*Passage shown*:
..............................

Makes me wonder if he has ever been disciplined by someone -- whether in the house or some other human -- smacking him on the head. It could be pain, but it also could be a reaction to an experience he had. And some dogs don't like having their ears touched. In which case you're going to need a behaviorist.

BTW, I also had a dog who would do the full-on Elvis lip curl when petted up by his ear. He was as gentle as could be. With him it was a sign he liked it. Somewhere I have a picture of him doing it, with the caption, "Hunk o' hunk o' burnin' dog."


----------



## Max-n-Nick (May 23, 2013)

The vet didn't find anything he took both X-rays and did blood work. He was fina all day Saturday. Yesterday he started doing it again, it happened twice where he curled his lip and showed his teeth. He has never been hit hard to where he would have that fear of someone touching him. We are kind of at a point here where we aren't sure what to do.


----------



## Brave (Oct 26, 2012)

Have you gone to a behaviorist?


----------



## Max-n-Nick (May 23, 2013)

Don't want step on anyone's toes here but I'm not a big fan of them. Not saying it couldn't help but not into that whole thing


----------



## Brave (Oct 26, 2012)

Max-n-Nick said:


> Don't want step on anyone's toes here but I'm not a big fan of them. Not saying it couldn't help but not into that whole thing



Well, my toes are fine. It seems a logical next step since your vet seems to have ruled out any physical trauma. 

How do you plan on correcting the problem without a behaviorist? If it isn't a reaction to a physical ailment, that means it's a behavior. Makes sense to me to see a behaviorist to work through the problem.


----------



## Max-n-Nick (May 23, 2013)

Where would I go about finding a behaviorist


----------



## Claudia M (Aug 8, 2012)

Have you been to any obedience classes with him? If yes than I would start with the class teacher.


----------



## Max-n-Nick (May 23, 2013)

Was doing some research these folks are just located 45 min from me, what do you think Pet Behavior Change: Dog, cat, and bird behavior management and training services


----------



## Tayla's Mom (Apr 20, 2012)

..............................

*Records shown*:
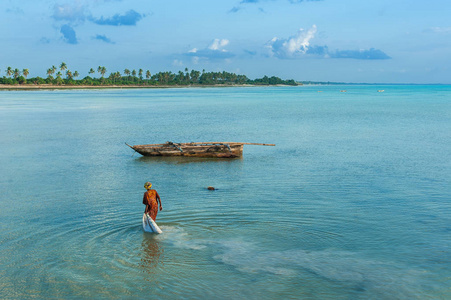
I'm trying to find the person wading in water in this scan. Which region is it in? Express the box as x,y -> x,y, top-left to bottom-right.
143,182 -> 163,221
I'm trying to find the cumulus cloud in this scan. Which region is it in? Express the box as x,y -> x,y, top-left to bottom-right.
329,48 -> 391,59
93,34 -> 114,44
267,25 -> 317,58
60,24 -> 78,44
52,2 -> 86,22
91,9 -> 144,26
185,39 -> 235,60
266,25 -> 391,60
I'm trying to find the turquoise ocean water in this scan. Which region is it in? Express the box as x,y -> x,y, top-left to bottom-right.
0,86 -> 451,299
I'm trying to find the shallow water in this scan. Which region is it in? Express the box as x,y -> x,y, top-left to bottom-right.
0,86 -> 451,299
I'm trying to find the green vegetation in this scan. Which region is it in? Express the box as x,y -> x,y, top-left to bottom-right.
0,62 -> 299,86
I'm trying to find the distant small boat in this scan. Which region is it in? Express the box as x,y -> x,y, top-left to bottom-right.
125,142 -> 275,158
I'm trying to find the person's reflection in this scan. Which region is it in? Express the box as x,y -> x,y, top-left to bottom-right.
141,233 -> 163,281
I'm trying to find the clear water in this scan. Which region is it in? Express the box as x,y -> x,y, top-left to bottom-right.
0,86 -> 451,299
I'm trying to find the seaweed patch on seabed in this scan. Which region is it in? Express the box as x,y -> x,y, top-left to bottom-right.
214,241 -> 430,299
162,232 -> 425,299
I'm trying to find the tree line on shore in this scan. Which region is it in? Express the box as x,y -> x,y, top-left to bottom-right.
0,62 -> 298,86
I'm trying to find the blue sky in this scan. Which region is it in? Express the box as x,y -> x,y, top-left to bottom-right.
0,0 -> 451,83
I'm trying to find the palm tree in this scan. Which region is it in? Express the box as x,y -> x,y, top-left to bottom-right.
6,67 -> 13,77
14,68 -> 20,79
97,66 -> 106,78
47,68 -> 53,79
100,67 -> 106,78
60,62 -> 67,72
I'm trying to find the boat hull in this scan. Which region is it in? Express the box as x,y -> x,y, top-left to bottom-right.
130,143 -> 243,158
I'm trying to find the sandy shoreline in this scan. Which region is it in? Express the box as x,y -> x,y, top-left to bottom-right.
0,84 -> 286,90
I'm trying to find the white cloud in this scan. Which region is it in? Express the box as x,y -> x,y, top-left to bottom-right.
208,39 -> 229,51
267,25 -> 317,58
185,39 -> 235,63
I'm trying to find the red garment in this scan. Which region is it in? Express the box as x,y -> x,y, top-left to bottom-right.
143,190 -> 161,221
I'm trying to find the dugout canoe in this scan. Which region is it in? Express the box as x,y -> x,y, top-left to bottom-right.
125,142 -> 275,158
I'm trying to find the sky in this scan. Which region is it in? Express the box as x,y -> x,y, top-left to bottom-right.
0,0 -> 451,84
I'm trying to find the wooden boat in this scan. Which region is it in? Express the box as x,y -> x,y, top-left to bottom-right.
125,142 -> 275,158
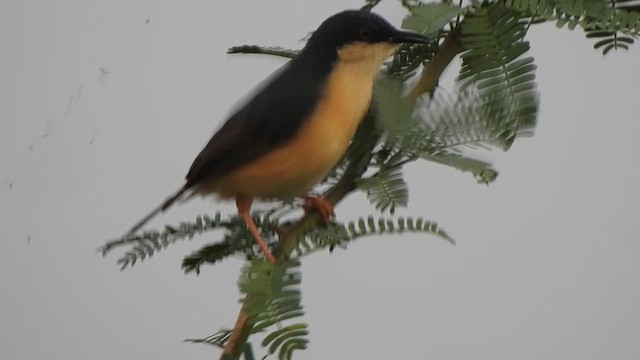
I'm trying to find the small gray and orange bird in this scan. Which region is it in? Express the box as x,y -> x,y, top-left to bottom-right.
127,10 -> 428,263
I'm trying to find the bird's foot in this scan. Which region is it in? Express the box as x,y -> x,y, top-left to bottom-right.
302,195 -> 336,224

..............................

*Things to do*:
a) Copy out the stretch of the dog forum thread from "The vet didn't" through "what to do.".
b) Pick up the forum thread about the dog's lip curling where it stops, and keep it going.

*Exercise results*:
a)
The vet didn't find anything he took both X-rays and did blood work. He was fina all day Saturday. Yesterday he started doing it again, it happened twice where he curled his lip and showed his teeth. He has never been hit hard to where he would have that fear of someone touching him. We are kind of at a point here where we aren't sure what to do.

b)
Tayla who has always been our problem child, high drive, lack of bite inhibition, low frustration level, etc. went through a similar thing in June. Several times when you approached her head she would curl her lip and hunch down. If you didn't move away she would growl. I hope this explanation helps you to explore a new avenue. Our vet does traditional and Chinese medicine. In Eastern medicine Tayla is a fire dog. She is easily excitable, easily over stimulated, runs a bit hot, etc. We have been told to make sure she is fed rabbit or duck or white fish. These are cooling foods. She also gets herbs and acupuncture. Well we slacked off for a while and she started to develop certain behavior issues. We took her to our vet and he actually had to sedate her to check out her mouth and ears because she did the lip curl and snarl. No physical issues. We immediately went back on cooling foods (Grandma Lucy's Pureformance Rabbit and Orijen Six Fish), herbs and she has only had 1 small episode since July. I don't know if this is your problem or not. I would suggest that you find a vet in your area who does non traditional medicine and at least check out the possibility. As a puppy, Tayla was horrible and we found a great trainer/behaviorist who is also very holistic in her approach. Things have worked out well for us and I hope they do for you also.


----------



## Tayla's Mom (Apr 20, 2012)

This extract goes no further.